**Excerpt:**
------------------------------

Your vector database is growing. Is it getting smarter?

Stop guessing your corpus health. Corpulse plugs into the stack you already run, combining Postgres-backed analytics with Qdrant retrieval instrumentation to surface ghosts, duplicates, obsolete versions, stale embeddings, and low-engagement suspects.

Terminal
$ pip install corpulse[qdrant]
The Problem

Vector Database Entropy

As you add more data to your RAG application, retrieval quality doesn't just stay the same. It degrades silently. This is Vector Database Entropy.

  • Ghost Documents. Forgotten indices that still surface in results, polluting your LLM context and increasing hallucination rates.
  • Stale Chunks. Old versions of data that compete with fresh information, causing your agent to provide outdated or conflicting answers.
  • Retrieval Drift. Subtle changes in your embedding space that slowly pull your retrieval accuracy down as the corpus grows.
Our Philosophy

Fitness tracker, not a grade

Static evaluation tools give you a grade on a specific test set. Corpulse is different.

Think of us as a fitness tracker for your corpus. We don't just tell you if you passed today's test; we provide continuous health signals from real-world usage. You keep your own vector database and application flow, while Corpulse adds observability around indexing, retrieval, engagement, freshness, and drift.

"Because a static score is just a snapshot. Health is a trajectory."

------------------------------

**Provided material:**
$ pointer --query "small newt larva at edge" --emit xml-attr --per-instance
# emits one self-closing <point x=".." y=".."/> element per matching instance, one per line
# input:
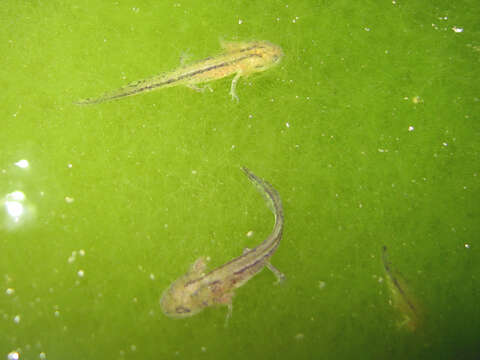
<point x="239" y="58"/>
<point x="198" y="289"/>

------------------------------

Return the passage of the Corpulse page word for word, starting at "As you add more" and ending at "Corpulse is different.".

As you add more data to your RAG application, retrieval quality doesn't just stay the same. It degrades silently. This is Vector Database Entropy.

  • Ghost Documents. Forgotten indices that still surface in results, polluting your LLM context and increasing hallucination rates.
  • Stale Chunks. Old versions of data that compete with fresh information, causing your agent to provide outdated or conflicting answers.
  • Retrieval Drift. Subtle changes in your embedding space that slowly pull your retrieval accuracy down as the corpus grows.
Our Philosophy

Fitness tracker, not a grade

Static evaluation tools give you a grade on a specific test set. Corpulse is different.